SHORT PROBLEM
Copy out the entries exactly, from the first line to the last.

ENTRIES PROVIDED
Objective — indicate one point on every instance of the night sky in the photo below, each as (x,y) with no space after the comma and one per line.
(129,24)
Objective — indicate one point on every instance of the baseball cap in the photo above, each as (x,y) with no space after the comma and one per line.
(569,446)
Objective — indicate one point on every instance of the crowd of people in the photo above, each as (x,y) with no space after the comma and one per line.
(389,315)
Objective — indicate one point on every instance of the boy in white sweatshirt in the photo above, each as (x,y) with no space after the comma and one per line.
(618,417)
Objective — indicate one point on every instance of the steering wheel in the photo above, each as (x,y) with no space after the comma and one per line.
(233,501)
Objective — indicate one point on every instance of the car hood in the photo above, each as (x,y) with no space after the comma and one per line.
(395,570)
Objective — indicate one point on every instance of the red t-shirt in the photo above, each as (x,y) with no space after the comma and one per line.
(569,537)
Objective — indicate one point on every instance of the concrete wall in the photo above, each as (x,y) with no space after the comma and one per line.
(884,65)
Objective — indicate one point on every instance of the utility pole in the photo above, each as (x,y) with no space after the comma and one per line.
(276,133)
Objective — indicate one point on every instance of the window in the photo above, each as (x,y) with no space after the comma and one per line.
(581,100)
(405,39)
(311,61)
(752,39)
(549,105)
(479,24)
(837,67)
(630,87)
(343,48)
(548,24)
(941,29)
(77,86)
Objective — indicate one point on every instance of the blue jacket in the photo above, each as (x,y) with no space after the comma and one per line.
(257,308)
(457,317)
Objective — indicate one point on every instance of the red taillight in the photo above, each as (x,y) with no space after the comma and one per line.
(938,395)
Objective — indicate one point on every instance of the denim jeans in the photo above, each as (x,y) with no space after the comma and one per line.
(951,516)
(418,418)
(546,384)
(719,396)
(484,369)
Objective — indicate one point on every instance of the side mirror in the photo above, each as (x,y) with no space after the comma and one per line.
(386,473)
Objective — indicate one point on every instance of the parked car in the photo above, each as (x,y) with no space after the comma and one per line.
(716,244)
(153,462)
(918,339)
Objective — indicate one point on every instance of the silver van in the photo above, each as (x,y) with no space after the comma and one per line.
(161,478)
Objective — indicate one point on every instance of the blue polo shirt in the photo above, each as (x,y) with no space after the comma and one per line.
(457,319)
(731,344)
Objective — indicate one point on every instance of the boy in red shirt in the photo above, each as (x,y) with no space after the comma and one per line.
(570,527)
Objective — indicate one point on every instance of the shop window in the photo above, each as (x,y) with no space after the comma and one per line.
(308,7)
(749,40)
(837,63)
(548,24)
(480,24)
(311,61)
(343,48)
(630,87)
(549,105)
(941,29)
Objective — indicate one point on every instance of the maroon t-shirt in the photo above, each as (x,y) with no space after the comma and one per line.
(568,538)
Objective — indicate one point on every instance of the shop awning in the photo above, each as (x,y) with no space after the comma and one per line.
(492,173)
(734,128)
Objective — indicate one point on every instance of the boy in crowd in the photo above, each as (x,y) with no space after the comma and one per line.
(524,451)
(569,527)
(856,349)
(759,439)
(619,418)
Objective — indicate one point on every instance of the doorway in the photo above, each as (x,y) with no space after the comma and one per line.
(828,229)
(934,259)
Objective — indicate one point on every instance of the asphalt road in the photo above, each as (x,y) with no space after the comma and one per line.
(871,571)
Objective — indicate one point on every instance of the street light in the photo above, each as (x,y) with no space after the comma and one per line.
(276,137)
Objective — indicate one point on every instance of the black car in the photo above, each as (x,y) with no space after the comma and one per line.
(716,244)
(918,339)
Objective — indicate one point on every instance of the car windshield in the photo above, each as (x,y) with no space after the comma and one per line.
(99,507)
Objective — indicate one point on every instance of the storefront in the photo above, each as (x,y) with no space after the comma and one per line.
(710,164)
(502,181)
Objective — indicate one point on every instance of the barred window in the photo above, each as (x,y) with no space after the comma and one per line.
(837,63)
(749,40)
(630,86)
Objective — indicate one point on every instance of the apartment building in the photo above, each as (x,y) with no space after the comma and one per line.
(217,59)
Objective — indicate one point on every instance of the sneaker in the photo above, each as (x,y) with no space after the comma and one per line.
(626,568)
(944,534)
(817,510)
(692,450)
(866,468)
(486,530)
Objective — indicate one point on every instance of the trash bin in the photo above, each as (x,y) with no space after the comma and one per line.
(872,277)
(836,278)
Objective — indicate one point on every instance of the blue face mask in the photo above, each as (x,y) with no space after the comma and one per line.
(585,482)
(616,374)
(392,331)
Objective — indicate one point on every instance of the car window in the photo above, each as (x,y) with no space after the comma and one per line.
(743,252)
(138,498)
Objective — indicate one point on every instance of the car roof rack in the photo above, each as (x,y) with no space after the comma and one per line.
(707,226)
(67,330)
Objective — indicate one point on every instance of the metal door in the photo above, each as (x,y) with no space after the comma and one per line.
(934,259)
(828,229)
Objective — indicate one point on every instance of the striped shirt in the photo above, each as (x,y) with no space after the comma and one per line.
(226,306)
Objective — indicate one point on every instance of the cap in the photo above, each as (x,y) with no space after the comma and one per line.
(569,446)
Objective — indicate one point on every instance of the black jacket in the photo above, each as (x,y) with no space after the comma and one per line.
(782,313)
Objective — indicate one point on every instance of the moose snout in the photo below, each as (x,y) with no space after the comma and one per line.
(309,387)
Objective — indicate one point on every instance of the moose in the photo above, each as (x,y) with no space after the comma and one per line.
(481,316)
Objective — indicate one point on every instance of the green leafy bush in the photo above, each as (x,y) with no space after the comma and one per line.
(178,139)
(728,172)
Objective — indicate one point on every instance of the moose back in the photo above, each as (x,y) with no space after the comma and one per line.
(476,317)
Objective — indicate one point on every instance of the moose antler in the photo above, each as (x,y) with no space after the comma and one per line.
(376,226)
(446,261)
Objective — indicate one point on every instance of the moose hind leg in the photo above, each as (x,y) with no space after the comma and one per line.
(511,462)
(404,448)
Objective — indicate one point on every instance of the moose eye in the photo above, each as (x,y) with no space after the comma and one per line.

WORKED SOLUTION
Objective — indicate one point on every instance of the night sky in the photo below, each as (x,y) with no space after the comma and one per line.
(129,24)
Objective — indicate one point on every instance of the baseball cap in the photo above, each as (x,y) with no space after the comma and one per line.
(569,446)
Objective — indicate one point on every instance of the crowd of people in the photo above, each as (x,y) with no space after the comma and one per line.
(389,315)
Objective — indicate one point on every instance of the boy in white sweatshirt in the photo above, each as (x,y) with no space after the comma and one per line.
(618,417)
Objective — indicate one point on every instance of the steering wheel in the photo above, each as (x,y) with no space after the comma and one per line.
(233,501)
Objective — indicate one point on every instance of the car hood in the photo above, each as (x,y) with no space after the comma and one per line.
(395,570)
Objective — indicate one point on every instance of the red t-shirt in the photo above, each as (x,y) with no space after the comma and one per line.
(569,537)
Objective — indicate one point on every instance of the concrete wall in the photo above, each as (x,y) with no space after the comma and one per line.
(884,65)
Objective — indicate one point on every instance of the utility pole in the photo above, each as (x,y) with no space after the comma and one per line.
(276,133)
Objective — indicate one point on every instance of the window in the photo above, each as (x,y) with no space after the comma and one per line.
(581,100)
(405,39)
(311,61)
(752,39)
(549,105)
(479,24)
(837,67)
(630,87)
(343,48)
(548,24)
(941,29)
(77,86)
Objective — indicate one point on every instance of the blue jacket in the photo above, each as (x,y) with no space after the comma and one per line.
(257,308)
(457,317)
Objective — indicate one point on every instance of the red taillight in the photo above, each as (x,y) with no space after the comma and one per line.
(938,395)
Objective — indicate one point on every instance of the denim jeans in the photo above, each as (x,y) with no space after the comma and one per line.
(951,516)
(418,418)
(546,384)
(719,396)
(484,369)
Objective — indicate one point on every instance of the side mirror in the photo above, each as (x,y) with no space after the comma and one per line.
(386,473)
Objective — indicate one point on every instance of the parked car in the photo above, each as (x,y) with no space after the comma and one per line.
(716,244)
(153,462)
(918,339)
Objective — indicate one point on every instance of the silver van in the photo above, each as (x,y) with no space after the comma and one per line.
(161,478)
Objective — indicate one point on every instance of the blue polo shirt in the photo above, each as (x,y) with no space after the comma and one per line.
(457,319)
(731,344)
Objective — indicate one point on every instance of the boy in red shirt in the photo above, each as (x,y) with no space after the comma and one per line.
(570,527)
Objective — indicate one point on every instance of the shop window in the photo above, each as (x,y) with no space after the comma and one per line.
(308,7)
(749,40)
(837,63)
(548,24)
(480,24)
(311,61)
(343,48)
(630,87)
(549,105)
(941,29)
Objective — indicate one point on every instance of the maroon t-shirt in the photo above, each as (x,y) with no space after the comma and one per line.
(568,538)
Objective — indicate one point on every instance of the shop awning in the photo above, each as (x,y) with no space after the comma and one per line.
(492,173)
(734,128)
Objective — indicate one point on every instance of the boy in crowd in the photo above, each as (x,y) with no space after the comma and one per line.
(524,451)
(569,527)
(856,349)
(759,439)
(619,418)
Objective — indicate one point on every instance of the doorway in the photo above, each as (x,y) with no space after the comma and one per line.
(828,229)
(934,259)
Objective — indicate one point on every instance of the asphalt road in the photo above, each as (x,y) with no space after the comma and one per line.
(871,571)
Objective — indicate one point on every instance of the street light in the photo above, each as (x,y) with no space after the comma and one per line.
(276,137)
Objective — indicate one point on every instance of the black car in the photo above, each as (x,y) with no space after the comma and one per line.
(716,244)
(918,339)
Objective — indicate one point on every instance of the car windshield in the photo above, each as (x,y) with no space after the comma and one per line.
(99,507)
Objective — indicate one point on every instance of the storefront in the photo above, each as (x,y) with no space after the comma and one per line.
(710,164)
(502,181)
Objective — indicate one point on every instance of the barred window in the photo above, each as (x,y) with no space after the comma and one per line.
(837,63)
(749,40)
(630,86)
Objective — indicate one point on every instance of the apartment building in the photo above, each as (x,y) with no space after the comma and one per line.
(217,59)
Objective — indicate one point on every instance of the sneaker in the photo above, each as (x,y) with no space after the comma and one per line.
(626,568)
(944,534)
(817,510)
(692,450)
(866,468)
(486,530)
Objective — indicate one point on every instance of the trash bin in the photo above, each as (x,y) with no space after the comma and one per line.
(872,277)
(836,278)
Objective — indicate one point on every instance of the blue face mask in the photo above, each as (x,y) with no space after the comma and one per line.
(585,482)
(616,374)
(392,331)
Objective — indicate one point on every instance of the car window in the photo above, each as (x,y) with no space after the comma and one per line.
(743,252)
(138,498)
Objective — indicate one point on every instance of the car roof rack in the photo above, each as (x,y) with no space after the comma and one per line.
(707,226)
(67,330)
Objective — indicate one point on every instance of the metal door in the photo above, each as (x,y) with no space after the comma and one per line.
(934,259)
(828,229)
Objective — indicate one point on every instance of the striped shirt in the photo above, each as (x,y) with no space after the comma and one per line.
(226,306)
Objective — indicate one point on every instance of the cap in the photo above, each as (x,y) with no space after the comma and one per line.
(569,446)
Objective — indicate one point on every instance of the black jacket in the photo above, each as (x,y) with no space after the comma and one per line.
(782,313)
Objective — indicate one point on every instance of the moose snout in the photo below, each as (x,y) with no space after the comma and one per line.
(309,387)
Objective — indicate one point on every instance of the moose in the photo above, each as (x,y) with no space after the comma and one per line.
(481,316)
Objective — indicate one point on every instance of the green leafy bush in the photo above, each as (x,y) with no space after the comma and one per line.
(178,139)
(728,172)
Objective — indicate one point on every instance of the moose back in the photo above, each as (x,y) with no space after the comma and one per line.
(476,317)
Objective — indicate one point on every instance of the moose antler in the photo above, each as (x,y) with no space after the comma and one per line.
(376,226)
(446,261)
Objective — indicate one point on every instance of the moose hind leg in the photo above, each as (x,y) with no space after the comma and one per line.
(511,462)
(404,448)
Objective — indicate one point on every instance of the moose eye in the photo above, each as (x,y) with no space after the comma and one per line.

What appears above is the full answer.